◆ **Texte source**

---

Une partie de la gauche, en Suisse, ne fait plus de politique, elle ne fait plus que de la morale. Sur les migrants, elle nous fait la morale. Sur notre manière de voter, elle nous fait la morale. Sur la notion de frontière, elle nous fait la morale, nous conspuant de ne pas partager sa vision planétaire, ou mondialiste. Sur l’usage que nous faisons de notre liberté d’expression, elle nous fait la morale : si nous abondons dans son sens, c’est bien, si nous plaidons contre ses idées, c’est mal.

 

 

Cette gauche ne livre plus combat, la bonne vieille bataille sociale, ô combien nécessaire, pour que les plus faibles, les plus fragilisés, nos chômeurs, nos personnes âgées, nos malades puissent vivre mieux. Non, elle nous fait la morale. Dépourvue de son ancestralité guerrière, celle de la Grève générale de 1918 ou des grands mouvements de masse, elle n’a plus pour discours que de brandir le Bien. Elle n’est plus combattante, mais cléricale.

 

 

Prenez l’affaire des migrants. Des dizaines de milliers de personnes, venues de Syrie ou d’ailleurs, viennent frapper à nos portes, oh pas seulement celles de la Suisse, celles des pays d’Europe qui nous entourent, l’Allemagne principalement. C’est un phénomène de masse, assurément capital, il s’agit de lui donner une réponse politique. Personne, ou presque, ne prétend qu’il faille rester sourds, et fermer les frontières. Très peu, en revanche, plaident pour l’ouverture totale des vannes, sans discernement, au nom du poids total d’une misère du monde, que nous Suisses (on se demande bien en vertu de quelle singularité, quelle élection) devrions porter en absolue priorité. La réponse sera donc quelque part entre deux. Accueillir oui, le Refuge oui, c’est chez nous une tradition, mais recevoir tout le monde, non.

 

 

Si vous dites cela, qui est de l’ordre du curseur et de la négociation, toutes choses inhérentes à notre manière de faire de la politique en Suisse, la gauche moralisante viendra tout de suite vous faire la leçon. Elle vous traitera d’égoïste, vous brandira les pires heures de la Seconde Guerre Mondiale, le « J » sur les passeports, la circulaire Rothmund, la fermeture des frontières. Elle fera de vous un collabo en puissance, elle vous fera miroiter le risque de devenir un salaud. Cette gauche-là (qui n’est certes pas toute la gauche de Suisse), au lieu d’entrer, par la dialectique, dans le combat pour placer le curseur du nombre d’admissions au mieux de ce qu’elle souhaite, règle le problème dès le départ, en diabolisant ceux qui ne partagent pas son rêve d’ouverture totale. Vous êtes le Mal, elle est le Bien.

---

◆ **Données fournies**

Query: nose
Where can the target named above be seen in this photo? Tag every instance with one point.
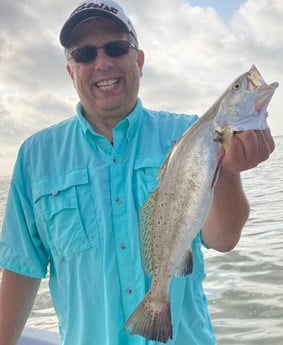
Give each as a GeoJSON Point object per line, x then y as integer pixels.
{"type": "Point", "coordinates": [102, 61]}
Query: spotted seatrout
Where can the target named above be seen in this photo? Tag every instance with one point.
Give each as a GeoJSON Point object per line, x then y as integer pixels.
{"type": "Point", "coordinates": [173, 215]}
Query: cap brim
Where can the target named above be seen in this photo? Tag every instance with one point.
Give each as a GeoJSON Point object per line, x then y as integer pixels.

---

◆ **Exercices**
1. Dans le premier paragraphe du texte sur la gauche suisse, relevez tous les sujets sur lesquels cette gauche « nous fait la morale ».
2. Résumez en quelques phrases le paragraphe du texte sur la gauche suisse qui commence par « Prenez l'affaire des migrants », en conservant ses faits principaux.
3. Prolongez le texte sur la gauche moralisatrice en Suisse après sa dernière phrase.
Les enregistrements n'ont aucun lien avec le texte.

◆ **Réponses par exercice**
1.
- Les migrants
- Notre manière de voter
- La notion de frontière
- L'usage que nous faisons de notre liberté d'expression

2. Des dizaines de milliers de migrants, venus de Syrie ou d'ailleurs, arrivent en Suisse et dans les pays d'Europe voisins, surtout en Allemagne. Ce phénomène de masse appelle une réponse politique. Presque personne ne veut fermer les frontières, et très peu défendent une ouverture totale et sans discernement. La réponse se situera donc entre les deux : accueillir et offrir le Refuge, selon la tradition suisse, sans pour autant recevoir tout le monde.

3.
 

 

Elle a tort. Parce qu’en Suisse, les gens en ont marre. Ils en ont plus qu’assez. Alors que tout, dans notre Histoire démographique, montre notre très grande ouverture à l’Autre, malgré les théories du début du siècle sur l’Überfremdung, malgré les années Schwarzenbach, et aujourd’hui encore, il faudrait que les gens qui sont déjà ici, ceux de l’intérieur, Suisses ou étrangers peu importe, bref les résidents, se sentent immédiatement coupables de vouloir réguler les phénomènes migratoires (dont l’asile ne représente d’ailleurs qu’une faible proportion). La gauche moralisante a tort : plus on fera aux gens la leçon morale, plus ils se braqueront. Et ils auront la raison : la politique, ça n’est pas la morale. Ca n’est certes pas, non plus, l’absence de morale, ou l’immoralité. Les deux domaines doivent faire l’objet d’une constante dialectique, se nourrir mutuellement d’arguments. Mais non se confondre.

 

 

Pour décidément ne pas comprendre cela, la gauche moralisante ne cesse de perdre des voix. C’est dommage : la Suisse a impérativement besoin de mouvements de pensée qui se mobilisent pour défendre la dignité du travail, celle de ceux qui en cherchent, parfois désespérément, mais aussi celle des laissés pour compte. C’est cela, la grande vocation de la gauche. Et non de nous brandir quotidiennement le Bien. Comme si, le Clergé ayant perdu toute son influence dans nos villes et nos campagnes, il eût à tout prix fallu que de grandes âmes profanes en prissent le relais. C’est un tort, une erreur : la politique n’a besoin ni de prêtres ni de pasteurs, ni de confesseurs ni de pourfendeurs, ni de promesses de salut ou de damnation. Elles a juste besoin de combattants compétents, concrets, constructifs. Ce sont eux, depuis les pères fondateurs radicaux de 1848, qui font avancer notre destin fédéral commun.